▸ **Estratto pagina**:

★ ★ ★ ★ ★ ★ ★

Massima deferenza

L'Iran si siederà ai negoziati nucleari di Vienna da vincitore

Daniele Raineri

L’Amministrazione Biden ha una posizione debole, l’iraniano Raisi se volesse potrebbe avere la Bomba

 Questa settimana in teoria ricominciano, dopo molta attesa, i negoziati sul programma nucleare dell’Iran a Vienna che si erano interrotti a metà giugno dopo soltanto due mesi. Ma le speranze di riportare in vita l’accordo del luglio 2015 che fermava l’arricchimento dell’uranio da parte dell’Iran in cambio della fine delle sanzioni internazionali sono basse. L’inviato americano nominato dal presidente Joe Biden, Robert Malley, durante un briefing a porte chiuse una settimana fa ha detto: “E’ come tentare di resuscitare un cadavere”, ma in pubblico si mostra  più ottimista. E’ come se le sette squadre di negoziatori non riuscissero più ad azzeccare il momento giusto per arrivare di nuovo a un accordo e non riuscissero a trovare  un minimo di allineamento comune. 

 

L’Amministrazione Trump uscì dall’accordo tre anni fa perché sosteneva la necessità di applicare la “massima pressione” possibile contro l’Iran, quando a Teheran c’era una leadership – il tandem formato dal presidente Hassan Rohani e dal ministro degli Esteri Javad Zarif – molto più disponibile ai negoziati di quella attuale. L’ex capo del Mossad israeliano fino a maggio di quest’anno, Yossi Cohen, due giorni fa ha detto in un’intervista che con il senno di poi quella rottura ordinata da Trump fu controproducente, perché ha consentito all’Iran di non rispettare più le regole e non c’è stato modo di fermare i suoi progressi in campo nucleare. Poi Trump aveva cambiato registro e si era mostrato più malleabile, al punto da fermare in modo plateale un’azione militare di rappresaglia contro l’Iran dopo l’abbattimento di un aereo spia americano in volo sul Golfo. Desiderava un incontro faccia a faccia con i leader iraniani e sarebbe stato senza dubbio spettacolare, ma non avvenne.

★ ★ ★ ★ ★ ★ ★

▸ **Righe del dataset**:
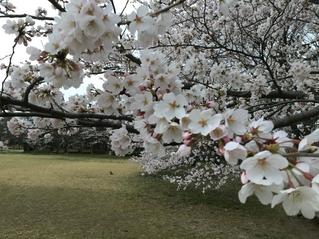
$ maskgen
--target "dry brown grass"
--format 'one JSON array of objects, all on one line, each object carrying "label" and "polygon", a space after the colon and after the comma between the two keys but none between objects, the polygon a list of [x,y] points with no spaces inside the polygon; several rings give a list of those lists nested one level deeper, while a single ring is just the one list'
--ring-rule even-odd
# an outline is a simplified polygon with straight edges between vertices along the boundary
[{"label": "dry brown grass", "polygon": [[241,204],[238,184],[176,192],[105,157],[0,154],[0,238],[318,238],[316,220]]}]

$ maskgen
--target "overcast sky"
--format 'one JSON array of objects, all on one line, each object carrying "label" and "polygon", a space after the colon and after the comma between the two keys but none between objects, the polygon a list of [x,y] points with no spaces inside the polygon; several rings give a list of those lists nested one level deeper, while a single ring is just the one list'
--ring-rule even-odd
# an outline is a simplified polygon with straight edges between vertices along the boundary
[{"label": "overcast sky", "polygon": [[[115,4],[117,9],[117,12],[121,12],[125,6],[126,0],[117,0],[115,1]],[[38,6],[41,6],[42,8],[45,8],[48,11],[48,15],[47,16],[54,17],[57,15],[57,10],[53,10],[51,7],[51,3],[47,0],[11,0],[10,2],[12,2],[13,5],[16,6],[17,8],[15,9],[15,12],[13,14],[27,14],[29,15],[34,15],[35,14],[35,11],[37,9]],[[30,4],[32,2],[32,4]],[[29,3],[29,4],[26,4]],[[132,10],[134,10],[134,8],[131,5],[128,5],[127,7],[126,12],[130,13]],[[129,11],[131,11],[129,12]],[[0,33],[1,33],[1,51],[0,54],[0,58],[3,58],[4,56],[9,55],[12,53],[12,46],[13,46],[14,42],[15,36],[14,35],[7,35],[4,33],[4,30],[2,28],[2,26],[3,24],[5,23],[5,21],[9,18],[0,18]],[[10,18],[11,20],[13,20],[12,18]],[[16,21],[16,20],[15,20]],[[54,22],[52,21],[52,22]],[[36,26],[36,23],[35,26]],[[29,46],[33,46],[37,47],[40,49],[43,49],[43,45],[44,45],[47,42],[47,40],[44,38],[40,37],[33,37],[32,41],[28,44]],[[14,64],[18,64],[20,63],[23,63],[25,60],[28,60],[29,55],[25,53],[26,47],[23,45],[17,45],[15,48],[15,53],[12,58],[12,63]],[[8,63],[8,57],[7,57],[3,60],[0,60],[0,63],[4,63],[6,65]],[[35,64],[35,62],[32,62],[33,64]],[[1,82],[3,79],[4,79],[5,72],[4,70],[0,71],[0,82]],[[95,84],[95,82],[96,84]],[[70,88],[67,91],[62,90],[65,94],[65,98],[67,100],[68,97],[74,95],[76,93],[78,93],[79,95],[84,94],[86,91],[86,86],[89,83],[93,83],[96,86],[98,87],[98,85],[102,85],[101,83],[101,81],[98,79],[95,79],[94,77],[91,77],[91,79],[87,79],[85,80],[84,83],[80,87],[80,88],[75,89],[74,88]],[[98,83],[99,84],[98,84]]]}]

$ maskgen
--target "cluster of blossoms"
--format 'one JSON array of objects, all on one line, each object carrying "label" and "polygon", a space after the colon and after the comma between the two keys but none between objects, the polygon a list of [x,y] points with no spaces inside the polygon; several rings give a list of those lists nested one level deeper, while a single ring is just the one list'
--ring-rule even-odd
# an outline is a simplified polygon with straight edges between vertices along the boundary
[{"label": "cluster of blossoms", "polygon": [[112,149],[114,150],[117,155],[125,156],[133,152],[133,148],[131,145],[132,139],[128,134],[128,130],[123,127],[115,129],[114,133],[110,137]]},{"label": "cluster of blossoms", "polygon": [[[220,11],[226,15],[229,7],[232,7],[236,1],[221,1]],[[226,69],[230,67],[223,63],[213,63],[208,70],[206,59],[208,57],[203,54],[174,61],[160,51],[144,50],[135,53],[136,56],[131,56],[131,58],[136,56],[141,58],[139,66],[126,67],[126,71],[132,69],[133,72],[124,73],[123,70],[120,71],[122,74],[118,75],[115,71],[107,71],[103,89],[90,84],[86,95],[75,96],[70,98],[67,105],[64,104],[60,92],[54,88],[67,89],[82,84],[85,74],[83,65],[76,62],[79,58],[82,61],[107,64],[109,53],[118,54],[115,53],[115,48],[121,49],[119,51],[123,50],[125,41],[118,39],[122,30],[118,26],[122,19],[111,13],[112,4],[103,7],[102,2],[71,0],[65,6],[67,11],[55,19],[57,23],[48,35],[49,42],[44,45],[44,49],[27,48],[30,60],[36,60],[39,64],[37,67],[39,76],[47,83],[28,93],[29,102],[38,104],[46,109],[57,109],[67,113],[100,114],[115,119],[125,115],[132,119],[133,116],[132,123],[139,132],[146,151],[159,158],[165,155],[165,146],[180,145],[177,152],[179,156],[176,153],[170,154],[177,160],[166,160],[170,168],[193,163],[191,158],[183,157],[190,156],[196,150],[196,145],[202,141],[213,142],[217,151],[228,163],[239,164],[236,171],[239,168],[242,170],[244,186],[239,192],[241,202],[245,203],[247,197],[255,193],[262,203],[271,203],[273,207],[282,202],[289,215],[301,211],[306,217],[313,218],[315,212],[319,211],[319,166],[318,155],[314,153],[318,147],[313,146],[312,143],[319,140],[319,130],[301,141],[289,138],[283,131],[273,134],[274,125],[270,121],[264,120],[263,118],[250,120],[248,111],[242,109],[241,105],[239,109],[230,109],[233,106],[225,103],[229,90],[227,86],[249,90],[256,94],[255,96],[267,95],[271,90],[267,84],[267,74],[258,70],[242,74],[239,69],[243,67],[240,65],[235,66],[231,72]],[[135,36],[136,31],[138,32],[137,45],[145,48],[158,35],[164,33],[171,21],[170,8],[161,10],[164,6],[156,4],[151,7],[159,11],[149,13],[148,7],[142,6],[127,17],[127,28],[131,34]],[[247,11],[245,14],[249,15],[249,9]],[[221,16],[220,19],[218,24],[221,24],[225,16]],[[261,28],[260,35],[267,28],[266,23]],[[33,24],[32,19],[27,17],[25,22],[20,20],[17,23],[8,20],[3,27],[6,33],[16,35],[16,42],[25,45],[25,42],[29,40],[26,36],[31,33],[24,29]],[[227,27],[223,28],[227,30]],[[235,32],[234,30],[223,33],[235,35]],[[67,58],[69,55],[72,56],[72,59]],[[300,82],[310,73],[310,69],[300,62],[296,62],[291,67],[290,73]],[[8,84],[7,88],[25,88],[32,84],[33,82],[29,79],[30,74],[34,76],[36,73],[29,74],[29,70],[27,66],[13,69],[11,80],[5,83]],[[187,88],[180,77],[193,73],[196,75],[194,79],[206,79],[209,75],[210,81]],[[17,97],[20,99],[23,91],[5,93],[12,98],[21,93],[20,98]],[[47,99],[49,97],[50,100]],[[254,99],[251,98],[252,103]],[[244,103],[243,100],[239,101],[240,105]],[[235,104],[235,101],[231,103]],[[33,120],[39,128],[52,126],[58,128],[60,133],[68,134],[76,131],[72,126],[76,125],[76,120],[48,120],[38,118]],[[90,122],[92,122],[97,121]],[[8,126],[11,132],[19,134],[28,125],[13,118],[8,122]],[[40,134],[39,129],[30,127],[28,136],[33,139]],[[117,155],[125,155],[133,151],[132,140],[126,126],[114,130],[110,139],[112,149]],[[150,163],[152,167],[153,163]],[[162,165],[155,167],[163,168]],[[205,170],[191,169],[189,174],[192,176],[182,180],[177,177],[166,179],[177,182],[182,187],[194,180],[210,181],[212,176],[222,171],[222,168],[226,168],[227,173],[231,172],[227,169],[228,168],[220,167],[218,165],[206,167]],[[207,174],[209,170],[212,172]]]}]

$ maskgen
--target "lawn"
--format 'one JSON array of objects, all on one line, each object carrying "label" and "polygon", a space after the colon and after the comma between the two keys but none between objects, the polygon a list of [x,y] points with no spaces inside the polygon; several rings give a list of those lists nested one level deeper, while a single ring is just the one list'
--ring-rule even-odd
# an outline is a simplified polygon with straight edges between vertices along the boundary
[{"label": "lawn", "polygon": [[318,238],[318,219],[241,204],[237,182],[176,188],[121,158],[0,154],[0,238]]}]

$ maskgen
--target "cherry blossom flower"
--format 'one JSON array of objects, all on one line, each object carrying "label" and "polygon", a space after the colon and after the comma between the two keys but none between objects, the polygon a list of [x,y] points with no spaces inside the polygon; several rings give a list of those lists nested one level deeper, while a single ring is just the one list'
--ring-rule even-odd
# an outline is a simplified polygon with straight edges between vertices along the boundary
[{"label": "cherry blossom flower", "polygon": [[315,217],[315,213],[319,211],[319,197],[314,189],[302,186],[283,190],[274,196],[272,208],[283,202],[284,209],[288,216],[296,215],[301,211],[305,218]]},{"label": "cherry blossom flower", "polygon": [[187,105],[186,99],[182,95],[175,96],[172,93],[165,94],[163,96],[163,101],[154,106],[154,114],[159,118],[164,116],[168,120],[174,117],[181,119],[186,115],[184,107]]},{"label": "cherry blossom flower", "polygon": [[263,151],[245,159],[240,168],[246,170],[247,178],[253,183],[265,185],[280,184],[283,176],[280,169],[288,166],[288,161],[279,154]]},{"label": "cherry blossom flower", "polygon": [[137,9],[137,12],[133,11],[128,15],[128,20],[131,21],[129,29],[131,34],[134,35],[137,30],[145,31],[151,28],[154,20],[147,14],[149,13],[149,8],[142,5]]},{"label": "cherry blossom flower", "polygon": [[248,118],[247,111],[242,109],[232,109],[226,112],[225,125],[228,130],[230,138],[233,137],[234,133],[242,135],[246,132],[245,123]]},{"label": "cherry blossom flower", "polygon": [[238,159],[244,159],[247,156],[247,149],[237,142],[228,142],[224,149],[225,159],[230,164],[237,164]]},{"label": "cherry blossom flower", "polygon": [[279,193],[280,191],[279,185],[268,186],[256,184],[249,182],[243,185],[238,192],[238,197],[242,203],[245,203],[247,198],[255,193],[261,203],[264,205],[269,204],[273,200],[273,192]]},{"label": "cherry blossom flower", "polygon": [[189,119],[191,121],[188,124],[190,131],[206,136],[215,129],[220,123],[222,116],[220,114],[212,116],[212,114],[210,109],[201,111],[196,109],[190,112]]}]

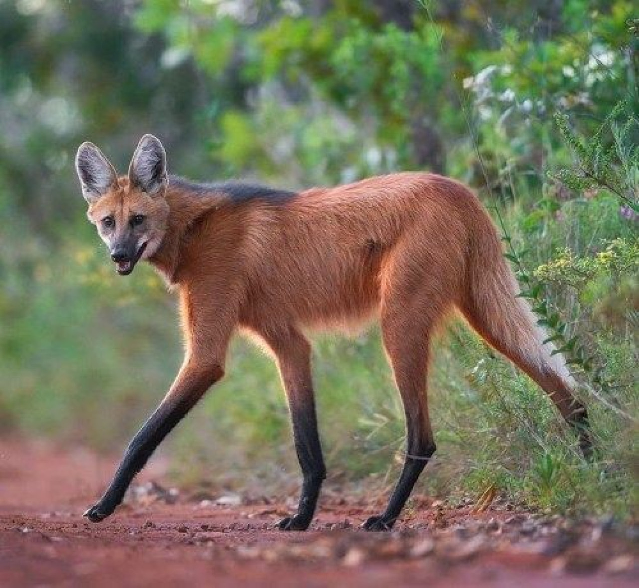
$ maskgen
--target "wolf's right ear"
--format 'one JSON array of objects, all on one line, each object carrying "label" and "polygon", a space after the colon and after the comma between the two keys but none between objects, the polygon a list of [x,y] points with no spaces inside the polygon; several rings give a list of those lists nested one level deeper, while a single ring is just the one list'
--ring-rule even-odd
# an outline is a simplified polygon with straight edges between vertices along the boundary
[{"label": "wolf's right ear", "polygon": [[104,154],[88,141],[78,148],[75,171],[82,185],[82,196],[91,204],[118,183],[118,174]]}]

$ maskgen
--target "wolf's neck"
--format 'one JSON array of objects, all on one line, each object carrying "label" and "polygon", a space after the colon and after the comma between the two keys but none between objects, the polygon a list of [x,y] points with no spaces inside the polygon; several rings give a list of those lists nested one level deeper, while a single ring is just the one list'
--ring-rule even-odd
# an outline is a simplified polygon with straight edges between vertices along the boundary
[{"label": "wolf's neck", "polygon": [[166,200],[170,212],[164,239],[150,262],[171,283],[178,273],[182,245],[189,233],[203,216],[219,208],[227,199],[226,194],[181,178],[169,176]]}]

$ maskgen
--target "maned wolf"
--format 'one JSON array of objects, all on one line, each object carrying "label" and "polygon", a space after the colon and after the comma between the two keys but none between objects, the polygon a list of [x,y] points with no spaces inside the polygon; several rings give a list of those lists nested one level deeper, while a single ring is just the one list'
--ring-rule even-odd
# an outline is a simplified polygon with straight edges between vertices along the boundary
[{"label": "maned wolf", "polygon": [[292,192],[241,182],[196,183],[167,174],[160,141],[145,135],[127,175],[83,143],[76,158],[89,219],[118,273],[150,261],[179,292],[185,357],[166,396],[131,441],[109,488],[85,515],[109,516],[160,442],[222,378],[229,339],[242,329],[272,352],[286,389],[304,475],[304,530],[325,476],[311,376],[313,329],[379,320],[406,414],[404,468],[371,530],[390,529],[435,451],[428,416],[429,346],[459,309],[550,396],[585,452],[584,407],[562,356],[517,297],[499,238],[477,198],[429,173],[371,178]]}]

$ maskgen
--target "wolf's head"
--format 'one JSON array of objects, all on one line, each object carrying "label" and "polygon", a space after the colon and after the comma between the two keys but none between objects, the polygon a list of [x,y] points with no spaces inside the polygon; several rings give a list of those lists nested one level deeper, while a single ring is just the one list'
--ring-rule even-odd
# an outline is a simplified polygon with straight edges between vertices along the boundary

★ ★ ★ ★ ★ ★ ★

▸ **Consegna 1**:
Nell'articolo sui negoziati nucleari di Vienna, per quale motivo Yossi Cohen giudica controproducente la rottura dell'accordo ordinata da Trump?
▸ **Consegna 2**:
Secondo l'articolo sui negoziati nucleari di Vienna, quando si erano interrotti i negoziati?

▸ **Risposta 1**:
Secondo Cohen, la rottura ha permesso all'Iran di non rispettare più le regole. Da allora non c'è stato modo di fermare i suoi progressi in campo nucleare.

▸ **Risposta 2**:
A metà giugno, dopo soltanto due mesi.